Aim of the task. At the line containing "Where can you spot the led", begin repeating lines exactly, and stop only after the final line of the records below.

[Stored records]
————

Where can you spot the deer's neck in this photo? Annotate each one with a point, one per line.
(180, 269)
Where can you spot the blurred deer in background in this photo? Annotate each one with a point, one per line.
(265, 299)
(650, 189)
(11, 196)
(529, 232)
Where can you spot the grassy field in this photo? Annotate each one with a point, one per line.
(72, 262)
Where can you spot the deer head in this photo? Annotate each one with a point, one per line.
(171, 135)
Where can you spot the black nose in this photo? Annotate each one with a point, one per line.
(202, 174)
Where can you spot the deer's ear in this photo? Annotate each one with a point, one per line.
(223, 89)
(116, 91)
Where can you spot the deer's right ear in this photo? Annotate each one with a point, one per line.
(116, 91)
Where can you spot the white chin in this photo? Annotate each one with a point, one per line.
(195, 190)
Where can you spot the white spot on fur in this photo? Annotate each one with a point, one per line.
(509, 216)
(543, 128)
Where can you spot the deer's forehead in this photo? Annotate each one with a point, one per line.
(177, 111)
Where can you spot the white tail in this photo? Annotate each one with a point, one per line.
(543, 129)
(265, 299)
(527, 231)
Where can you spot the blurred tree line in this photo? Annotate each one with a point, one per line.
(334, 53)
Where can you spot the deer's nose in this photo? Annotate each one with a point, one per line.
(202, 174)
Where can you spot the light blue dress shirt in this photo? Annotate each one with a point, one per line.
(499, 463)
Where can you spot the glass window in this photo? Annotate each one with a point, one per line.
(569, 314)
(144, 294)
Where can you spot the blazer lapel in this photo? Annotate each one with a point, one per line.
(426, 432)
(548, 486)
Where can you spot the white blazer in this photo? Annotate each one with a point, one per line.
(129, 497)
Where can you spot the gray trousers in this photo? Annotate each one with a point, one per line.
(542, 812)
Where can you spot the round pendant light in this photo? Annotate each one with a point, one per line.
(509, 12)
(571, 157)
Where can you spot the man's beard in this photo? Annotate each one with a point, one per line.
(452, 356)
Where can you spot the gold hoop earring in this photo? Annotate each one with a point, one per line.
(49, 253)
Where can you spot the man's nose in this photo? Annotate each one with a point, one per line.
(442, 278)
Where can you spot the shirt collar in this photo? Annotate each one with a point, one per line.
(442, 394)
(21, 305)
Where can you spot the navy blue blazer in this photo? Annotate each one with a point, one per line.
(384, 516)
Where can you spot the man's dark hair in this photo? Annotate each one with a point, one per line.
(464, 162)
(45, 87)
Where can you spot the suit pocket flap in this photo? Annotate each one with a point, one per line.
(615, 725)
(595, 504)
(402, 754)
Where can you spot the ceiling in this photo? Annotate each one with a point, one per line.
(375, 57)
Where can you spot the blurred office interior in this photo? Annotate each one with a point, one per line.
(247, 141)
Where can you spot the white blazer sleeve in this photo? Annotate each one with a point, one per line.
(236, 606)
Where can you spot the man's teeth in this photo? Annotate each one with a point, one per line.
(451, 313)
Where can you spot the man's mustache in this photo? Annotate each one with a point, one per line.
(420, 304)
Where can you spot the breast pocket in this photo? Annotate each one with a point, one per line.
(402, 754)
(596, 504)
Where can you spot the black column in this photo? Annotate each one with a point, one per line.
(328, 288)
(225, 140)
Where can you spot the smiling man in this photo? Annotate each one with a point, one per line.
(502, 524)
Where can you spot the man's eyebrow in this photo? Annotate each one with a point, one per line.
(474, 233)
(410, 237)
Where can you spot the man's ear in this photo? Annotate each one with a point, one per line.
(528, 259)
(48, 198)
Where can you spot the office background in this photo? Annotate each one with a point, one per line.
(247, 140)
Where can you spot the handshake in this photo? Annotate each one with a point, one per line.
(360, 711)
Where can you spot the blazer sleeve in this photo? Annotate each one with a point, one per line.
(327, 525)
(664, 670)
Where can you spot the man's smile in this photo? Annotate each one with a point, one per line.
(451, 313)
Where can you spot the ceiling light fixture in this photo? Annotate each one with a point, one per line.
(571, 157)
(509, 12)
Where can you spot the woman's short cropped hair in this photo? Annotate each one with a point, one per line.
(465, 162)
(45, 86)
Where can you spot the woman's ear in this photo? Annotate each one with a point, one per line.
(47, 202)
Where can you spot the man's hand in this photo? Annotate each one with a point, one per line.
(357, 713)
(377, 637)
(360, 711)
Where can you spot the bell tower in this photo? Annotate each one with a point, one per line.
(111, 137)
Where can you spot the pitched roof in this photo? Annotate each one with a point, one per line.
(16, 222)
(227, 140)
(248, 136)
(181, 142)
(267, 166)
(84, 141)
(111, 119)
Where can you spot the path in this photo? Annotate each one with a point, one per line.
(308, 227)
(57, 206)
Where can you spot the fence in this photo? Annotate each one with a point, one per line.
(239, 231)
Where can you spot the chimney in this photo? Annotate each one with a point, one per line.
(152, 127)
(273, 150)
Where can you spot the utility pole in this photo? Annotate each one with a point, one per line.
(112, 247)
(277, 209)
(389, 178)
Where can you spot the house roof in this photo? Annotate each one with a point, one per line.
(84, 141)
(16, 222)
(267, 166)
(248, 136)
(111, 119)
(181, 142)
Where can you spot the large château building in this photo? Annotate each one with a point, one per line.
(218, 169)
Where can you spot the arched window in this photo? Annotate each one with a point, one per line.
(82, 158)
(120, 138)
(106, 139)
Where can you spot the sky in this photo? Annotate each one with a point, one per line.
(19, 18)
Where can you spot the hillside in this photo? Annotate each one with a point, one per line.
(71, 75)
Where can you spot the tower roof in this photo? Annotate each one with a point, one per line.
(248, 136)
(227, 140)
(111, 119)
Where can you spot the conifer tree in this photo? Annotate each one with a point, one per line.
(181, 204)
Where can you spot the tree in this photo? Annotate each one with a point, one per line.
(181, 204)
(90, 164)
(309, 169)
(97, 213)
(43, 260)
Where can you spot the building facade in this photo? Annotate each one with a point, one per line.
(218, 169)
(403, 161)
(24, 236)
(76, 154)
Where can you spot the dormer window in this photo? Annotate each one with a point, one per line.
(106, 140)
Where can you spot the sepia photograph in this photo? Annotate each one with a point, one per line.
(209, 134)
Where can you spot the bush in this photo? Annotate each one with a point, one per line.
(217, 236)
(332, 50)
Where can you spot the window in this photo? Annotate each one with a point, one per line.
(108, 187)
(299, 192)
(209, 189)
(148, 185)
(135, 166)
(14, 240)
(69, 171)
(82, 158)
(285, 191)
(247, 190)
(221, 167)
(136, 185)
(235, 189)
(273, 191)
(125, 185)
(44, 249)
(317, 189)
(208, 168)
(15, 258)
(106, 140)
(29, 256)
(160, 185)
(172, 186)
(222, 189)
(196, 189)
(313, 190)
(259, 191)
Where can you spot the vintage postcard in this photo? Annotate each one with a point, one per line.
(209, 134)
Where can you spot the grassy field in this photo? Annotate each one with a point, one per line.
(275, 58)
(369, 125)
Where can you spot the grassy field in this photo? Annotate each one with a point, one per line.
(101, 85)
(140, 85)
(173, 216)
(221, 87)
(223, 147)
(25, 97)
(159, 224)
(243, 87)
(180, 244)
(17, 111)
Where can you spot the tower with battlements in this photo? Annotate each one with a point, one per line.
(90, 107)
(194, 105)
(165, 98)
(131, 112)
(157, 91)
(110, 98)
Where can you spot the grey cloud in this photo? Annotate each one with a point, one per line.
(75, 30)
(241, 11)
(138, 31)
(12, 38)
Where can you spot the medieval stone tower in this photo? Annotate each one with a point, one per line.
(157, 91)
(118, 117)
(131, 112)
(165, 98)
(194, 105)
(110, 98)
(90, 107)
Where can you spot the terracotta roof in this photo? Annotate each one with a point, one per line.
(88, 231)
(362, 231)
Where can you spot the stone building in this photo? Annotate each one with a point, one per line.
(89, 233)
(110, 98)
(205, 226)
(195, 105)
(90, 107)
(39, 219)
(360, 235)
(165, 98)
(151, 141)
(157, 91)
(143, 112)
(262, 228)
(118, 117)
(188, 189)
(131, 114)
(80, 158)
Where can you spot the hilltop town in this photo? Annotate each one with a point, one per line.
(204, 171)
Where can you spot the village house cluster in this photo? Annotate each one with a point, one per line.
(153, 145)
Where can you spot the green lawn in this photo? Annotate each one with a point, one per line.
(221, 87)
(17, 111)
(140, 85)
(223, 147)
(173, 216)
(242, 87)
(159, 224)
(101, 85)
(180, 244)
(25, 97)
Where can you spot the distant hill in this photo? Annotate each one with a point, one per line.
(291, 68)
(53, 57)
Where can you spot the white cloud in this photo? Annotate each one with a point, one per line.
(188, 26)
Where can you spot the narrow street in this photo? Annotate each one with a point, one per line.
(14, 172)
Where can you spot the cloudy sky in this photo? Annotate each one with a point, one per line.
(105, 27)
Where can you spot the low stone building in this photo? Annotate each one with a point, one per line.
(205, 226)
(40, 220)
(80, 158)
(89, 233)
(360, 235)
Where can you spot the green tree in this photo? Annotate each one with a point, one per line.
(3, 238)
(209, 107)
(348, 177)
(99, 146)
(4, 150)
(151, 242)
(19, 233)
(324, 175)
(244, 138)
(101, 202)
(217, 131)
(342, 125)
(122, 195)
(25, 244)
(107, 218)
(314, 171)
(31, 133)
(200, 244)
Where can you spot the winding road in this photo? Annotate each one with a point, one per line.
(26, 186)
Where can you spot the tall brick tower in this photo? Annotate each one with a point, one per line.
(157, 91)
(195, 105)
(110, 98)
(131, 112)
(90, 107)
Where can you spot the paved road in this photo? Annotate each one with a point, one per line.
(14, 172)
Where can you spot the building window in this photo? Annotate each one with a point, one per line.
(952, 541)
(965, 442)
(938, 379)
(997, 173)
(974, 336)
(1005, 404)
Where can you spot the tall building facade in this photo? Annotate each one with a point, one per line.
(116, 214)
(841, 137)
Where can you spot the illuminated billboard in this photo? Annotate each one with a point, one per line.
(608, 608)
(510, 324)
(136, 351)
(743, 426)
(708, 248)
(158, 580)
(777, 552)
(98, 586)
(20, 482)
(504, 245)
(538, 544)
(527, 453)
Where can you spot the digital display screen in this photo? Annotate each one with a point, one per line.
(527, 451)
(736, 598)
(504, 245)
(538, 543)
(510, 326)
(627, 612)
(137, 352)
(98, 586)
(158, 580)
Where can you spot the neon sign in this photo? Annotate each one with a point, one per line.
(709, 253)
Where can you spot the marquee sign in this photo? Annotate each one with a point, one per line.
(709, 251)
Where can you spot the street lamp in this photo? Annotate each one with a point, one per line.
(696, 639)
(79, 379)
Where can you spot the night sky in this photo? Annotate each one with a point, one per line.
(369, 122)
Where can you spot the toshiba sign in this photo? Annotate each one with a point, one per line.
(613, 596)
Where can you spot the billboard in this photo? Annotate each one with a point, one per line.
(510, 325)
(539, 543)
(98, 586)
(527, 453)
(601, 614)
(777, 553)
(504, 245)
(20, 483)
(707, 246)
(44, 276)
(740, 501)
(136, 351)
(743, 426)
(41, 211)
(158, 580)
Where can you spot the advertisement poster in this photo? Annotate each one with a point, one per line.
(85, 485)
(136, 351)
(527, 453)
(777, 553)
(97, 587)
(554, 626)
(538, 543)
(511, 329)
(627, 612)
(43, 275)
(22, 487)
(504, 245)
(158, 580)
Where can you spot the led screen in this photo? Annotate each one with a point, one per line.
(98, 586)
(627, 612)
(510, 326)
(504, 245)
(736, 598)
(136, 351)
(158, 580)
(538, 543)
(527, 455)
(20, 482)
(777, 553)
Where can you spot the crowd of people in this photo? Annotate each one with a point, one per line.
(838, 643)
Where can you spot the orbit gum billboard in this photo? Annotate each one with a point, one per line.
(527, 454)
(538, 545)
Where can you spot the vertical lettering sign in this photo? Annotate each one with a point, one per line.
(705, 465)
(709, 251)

————

Response area.
Where can you spot the led screen in this photo? Annotate each one with a point, one per line.
(98, 586)
(627, 612)
(510, 326)
(504, 245)
(736, 598)
(136, 351)
(158, 580)
(538, 543)
(527, 455)
(20, 482)
(777, 553)
Where can you spot the crowd of people in this photo? Annotate each one with a point, one per line.
(838, 643)
Where can you spot the orbit gum billboard in this photo? Annotate each one with a point, one per line.
(527, 454)
(538, 545)
Where can you spot the vertical lettering sign in this photo? Annotate each one with a point, one per line.
(705, 465)
(709, 251)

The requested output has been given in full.